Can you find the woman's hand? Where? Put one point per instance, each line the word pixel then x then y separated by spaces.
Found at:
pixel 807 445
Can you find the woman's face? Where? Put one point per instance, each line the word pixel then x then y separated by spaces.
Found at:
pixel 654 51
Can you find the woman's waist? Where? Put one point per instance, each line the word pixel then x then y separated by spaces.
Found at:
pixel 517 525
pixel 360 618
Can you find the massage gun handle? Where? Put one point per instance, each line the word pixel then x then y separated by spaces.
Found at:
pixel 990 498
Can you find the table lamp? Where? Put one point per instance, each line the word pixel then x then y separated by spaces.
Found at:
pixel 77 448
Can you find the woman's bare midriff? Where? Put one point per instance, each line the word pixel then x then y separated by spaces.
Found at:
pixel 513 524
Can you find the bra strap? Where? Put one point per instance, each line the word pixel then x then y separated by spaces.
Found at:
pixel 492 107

## [Set task]
Repeat all of the data above word for word, keeping every line in its original order.

## [Solution to the problem]
Can you find the woman's hand? Where? Put one point per instance, each line the word pixel then x then y separated by spaces.
Found at:
pixel 807 445
Can you find the woman's face? Where? Put one point per instance, each line the word pixel then x then y separated by spaces.
Found at:
pixel 654 51
Can you find the woman's waist? Where? Put one point per instance, each line the word pixel then x then y separated by spaces.
Found at:
pixel 517 525
pixel 360 618
Can you find the massage gun handle? Where? Put one point per instance, each line the word pixel then x then y separated by spaces.
Found at:
pixel 990 498
Can you find the table lamp? Where? Put one point per instance, each line the word pixel then x then y separated by spaces.
Found at:
pixel 77 448
Can you find the woman's bare midriff? Where? Put one point per instance, each line the word pixel then x then y separated by spaces.
Found at:
pixel 513 524
Can you find the bra strap? Where? Put one point per instance, each line the word pixel then x then y separated by spaces.
Found at:
pixel 492 107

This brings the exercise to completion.